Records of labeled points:
_ _ _ _ _

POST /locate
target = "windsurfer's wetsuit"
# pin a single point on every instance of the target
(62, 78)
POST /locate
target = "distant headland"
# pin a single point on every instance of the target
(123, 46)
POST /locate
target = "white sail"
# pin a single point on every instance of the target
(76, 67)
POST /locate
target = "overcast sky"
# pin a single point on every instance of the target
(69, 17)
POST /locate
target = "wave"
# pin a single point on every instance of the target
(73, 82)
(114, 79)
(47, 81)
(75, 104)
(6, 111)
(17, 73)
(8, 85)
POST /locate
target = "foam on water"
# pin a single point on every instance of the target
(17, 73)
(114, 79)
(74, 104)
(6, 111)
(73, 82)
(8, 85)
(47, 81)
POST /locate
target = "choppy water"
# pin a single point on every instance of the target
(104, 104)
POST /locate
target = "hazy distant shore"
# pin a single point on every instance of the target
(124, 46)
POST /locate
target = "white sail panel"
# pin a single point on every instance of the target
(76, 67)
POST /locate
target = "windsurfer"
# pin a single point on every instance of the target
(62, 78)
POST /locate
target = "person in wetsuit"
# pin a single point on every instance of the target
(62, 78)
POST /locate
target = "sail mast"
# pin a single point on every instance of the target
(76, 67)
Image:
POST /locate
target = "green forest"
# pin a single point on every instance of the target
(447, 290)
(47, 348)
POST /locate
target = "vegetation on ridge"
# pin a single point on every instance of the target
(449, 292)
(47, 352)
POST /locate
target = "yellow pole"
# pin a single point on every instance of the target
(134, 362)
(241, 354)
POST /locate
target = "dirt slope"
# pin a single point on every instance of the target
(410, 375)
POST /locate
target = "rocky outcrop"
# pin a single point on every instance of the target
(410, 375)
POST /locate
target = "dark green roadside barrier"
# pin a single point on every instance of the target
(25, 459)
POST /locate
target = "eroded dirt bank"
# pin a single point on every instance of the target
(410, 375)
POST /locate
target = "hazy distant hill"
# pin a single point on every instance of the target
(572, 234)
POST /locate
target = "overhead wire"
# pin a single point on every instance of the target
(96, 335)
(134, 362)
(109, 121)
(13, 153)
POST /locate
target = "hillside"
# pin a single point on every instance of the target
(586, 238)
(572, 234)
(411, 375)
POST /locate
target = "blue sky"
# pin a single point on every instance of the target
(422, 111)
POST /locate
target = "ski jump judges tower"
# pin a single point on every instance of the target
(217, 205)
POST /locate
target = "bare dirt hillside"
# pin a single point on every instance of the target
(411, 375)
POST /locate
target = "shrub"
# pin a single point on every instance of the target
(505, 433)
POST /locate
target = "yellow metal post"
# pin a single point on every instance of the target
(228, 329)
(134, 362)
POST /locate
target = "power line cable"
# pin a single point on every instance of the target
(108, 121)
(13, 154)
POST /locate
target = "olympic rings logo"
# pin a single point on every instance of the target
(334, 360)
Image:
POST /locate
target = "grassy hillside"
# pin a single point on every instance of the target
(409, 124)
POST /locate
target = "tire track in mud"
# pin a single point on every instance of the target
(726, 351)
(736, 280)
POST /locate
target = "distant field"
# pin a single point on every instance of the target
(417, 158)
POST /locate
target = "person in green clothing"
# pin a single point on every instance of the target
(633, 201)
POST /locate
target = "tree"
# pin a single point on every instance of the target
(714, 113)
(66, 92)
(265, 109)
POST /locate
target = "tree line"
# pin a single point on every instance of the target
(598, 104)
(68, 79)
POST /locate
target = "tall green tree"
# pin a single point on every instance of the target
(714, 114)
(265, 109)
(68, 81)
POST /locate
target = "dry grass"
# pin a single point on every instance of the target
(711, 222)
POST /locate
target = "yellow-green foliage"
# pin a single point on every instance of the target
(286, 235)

_ _ _ _ _

Please reproduce every line of the material word for word.

POST /locate
target = "windsurfer's wetsuit"
# pin a single point on every instance of the target
(62, 78)
POST /locate
target = "distant headland"
# pin a single point on every instance of the target
(123, 46)
POST /locate
target = "white sail"
# pin a single point on every instance of the target
(76, 67)
POST /locate
target = "overcast sky"
# pin a single point on every instance of the target
(69, 17)
POST /locate
target = "wave"
# pin a single point on every instance of the target
(73, 82)
(114, 79)
(47, 81)
(75, 104)
(6, 111)
(17, 73)
(8, 85)
POST /locate
target = "foam on water"
# pin a single point on every instance of the target
(17, 73)
(114, 79)
(74, 104)
(6, 111)
(73, 82)
(8, 85)
(47, 81)
POST /locate
target = "choppy water"
# pin a single point on every instance of the target
(104, 104)
POST /locate
target = "hazy distant shore"
# pin a single point on every instance of the target
(124, 46)
POST /locate
target = "white sail panel"
# pin a single point on every instance of the target
(76, 67)
POST /locate
target = "windsurfer"
# pin a single point on every instance of the target
(62, 78)
POST /locate
target = "person in wetsuit"
# pin a single point on every instance of the target
(62, 78)
POST /locate
target = "sail mast"
# pin a single point on every instance of the target
(76, 67)
Image:
POST /locate
target = "green forest"
# pin a single point on every instance of the target
(447, 290)
(47, 348)
POST /locate
target = "vegetation on ridge"
# pin a single point on every instance of the target
(449, 292)
(47, 352)
POST /locate
target = "yellow pole"
# pin a single point on every instance of the target
(134, 362)
(241, 354)
POST /locate
target = "dirt slope"
# pin a single point on every instance of the target
(410, 375)
POST /locate
target = "rocky outcrop"
# pin a single point on every instance of the target
(410, 375)
POST /locate
target = "dark green roadside barrier"
# pin a single point on every instance of the target
(25, 459)
POST /locate
target = "eroded dirt bank"
# pin a single point on every instance of the target
(410, 375)
POST /locate
target = "hazy distant hill"
# pin a single point on every instance of the target
(572, 234)
POST /locate
target = "overhead wire"
# pin a single point on every instance of the target
(96, 335)
(134, 362)
(109, 121)
(13, 153)
POST /locate
target = "hillside"
# pin a single point on every instance of the target
(586, 238)
(572, 234)
(411, 375)
POST /locate
target = "blue sky"
# pin a single point on every instance of the target
(422, 111)
POST /locate
target = "ski jump judges tower"
# pin a single point on every instance of the target
(217, 205)
POST /locate
target = "bare dirt hillside"
# pin a single point on every instance of the target
(411, 375)
POST /locate
target = "shrub"
# pin a single point on every instance of the target
(505, 433)
POST /locate
target = "yellow metal post"
# pin a single point on every instance of the target
(228, 329)
(134, 362)
POST /locate
target = "power line cable"
# pin a single point on every instance of the target
(108, 121)
(13, 154)
POST /locate
target = "olympic rings logo"
# pin a single point on every instance of the target
(334, 360)
Image:
POST /locate
target = "grassy hillside"
# pin a single point on every instance of the target
(409, 124)
POST /locate
target = "tire track in mud"
# pin a single point on every instance of the target
(726, 351)
(736, 280)
POST /locate
target = "distant field"
# pin a single point on every instance of the target
(417, 158)
POST /locate
target = "person in green clothing"
# pin a single point on every instance of the target
(633, 201)
POST /locate
target = "tree"
# pin a single point on every instance of the target
(714, 113)
(66, 92)
(265, 109)
POST /locate
target = "tree line"
# pin a single point on every instance of the target
(598, 104)
(68, 79)
POST /locate
target = "tall green tree"
# pin a single point on every instance of the target
(714, 114)
(265, 109)
(68, 81)
POST /locate
target = "dry grass"
# pin a single point on every instance of the target
(711, 222)
POST /locate
target = "yellow-green foliage"
# pin a single point on every instance of the target
(286, 235)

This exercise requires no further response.